— START Article —
Listening to an hour’s worth of Gottwald’s lieder orchestrations reminds me of a pleasant afternoon nap. I’m glad to have experienced it but I’m left with a nagging feeling that I’ve - well, not exactly wasted time, but at least not quite got the point. If Ligeti opened up new perspectives with Lux aeterna, what new perspectives are being opened up by Gottwald, who is avowedly, indeed unashamedly, following on from him?
In fact I can’t recall having listened to a review disc in nearly twelve years and made so few notes. I appreciate that the orchestration of which Gottwald speaks can be a complex business, and I also appreciate that there is an inherent expansion of choral repertoire - indeed there may even be an incremental necessity for expressive poetry as a result. Clearly some choirs will welcome what he does and the opportunities thus provided in performance.
— END Article —
• Directions:
A) Reproduce the passage of the review from "Listening to an" up to and including "on from him?".
B) List every proper name of a person or a musical work that appears in the review of Gottwald's lieder orchestrations.
C) Extend the review of Gottwald's lieder orchestrations, picking up after its last sentence.
The material after this review has no connection to it.
— START Provided material —
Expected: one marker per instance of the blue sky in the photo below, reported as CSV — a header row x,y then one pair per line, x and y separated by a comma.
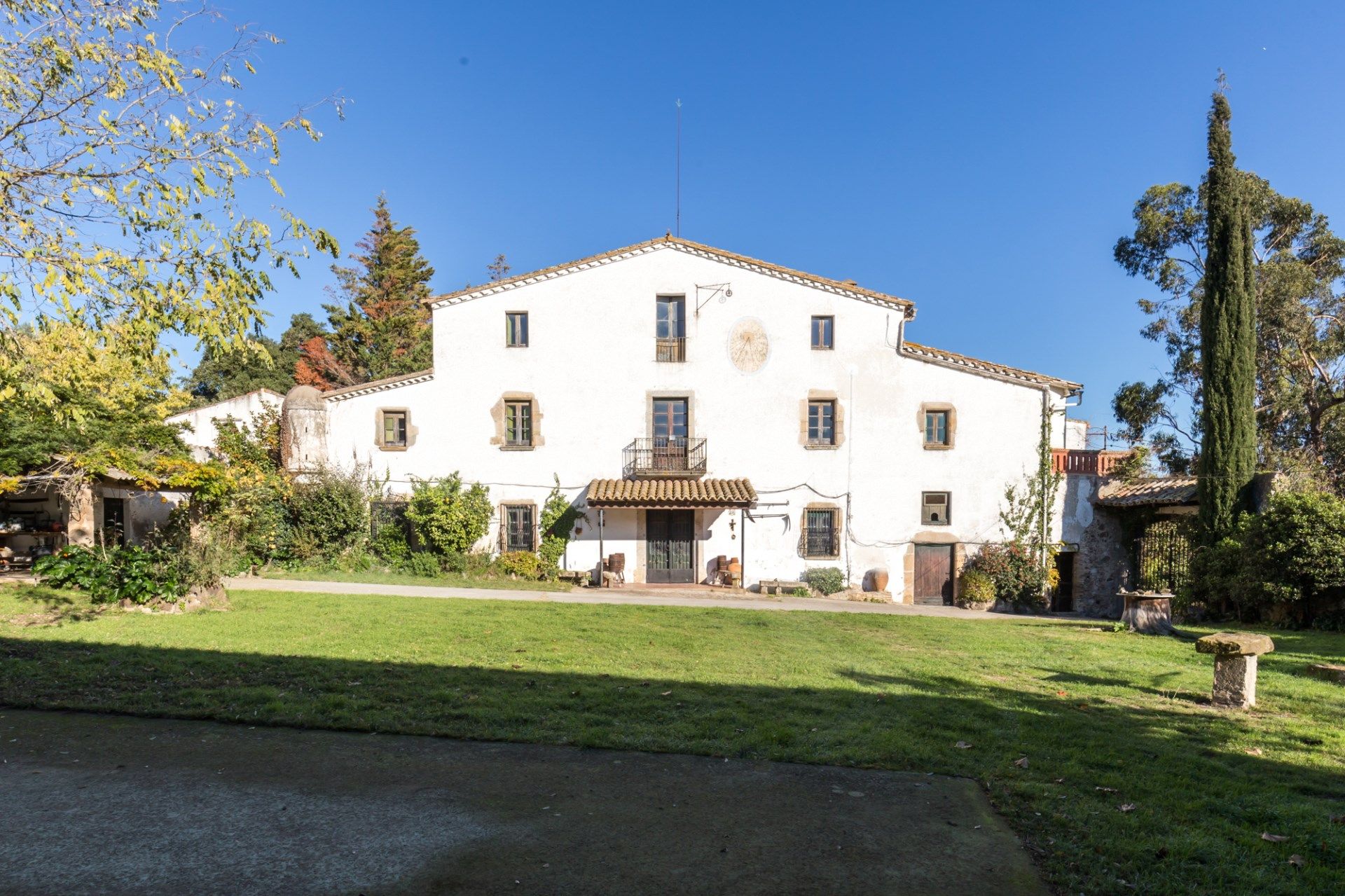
— END Provided material —
• Responses for each task:
A)
Listening to an hour’s worth of Gottwald’s lieder orchestrations reminds me of a pleasant afternoon nap. I’m glad to have experienced it but I’m left with a nagging feeling that I’ve - well, not exactly wasted time, but at least not quite got the point. If Ligeti opened up new perspectives with Lux aeterna, what new perspectives are being opened up by Gottwald, who is avowedly, indeed unashamedly, following on from him?

B) Gottwald, Ligeti, Lux aeterna

C)
To me however the Dichterliebe settings amount to less than the sum of themselves, whilst the Brahms quintet of settings is illuminated really only by Gottwald’s ‘echo chamber’ effect in Guten Abend, gut Nacht. But Gottwald’s care over the Hans Sommer settings is also not to be scorned, nor what he does with the Friedrich Nietzsche songs. To end the selection with a song apiece from Ravel and Debussy is certainly quixotic and it strikes me as ultimately unsettling and unconvincing in the context of the programme as a whole, though they would be more appropriately placed elsewhere - indeed his settings of the French repertoire have been.
The KammerChor Saarbrücken sings well, though not as comprehensively well as the SWR Vokalensemble Stuttgart on a companion disc in this series [83.181 - see review].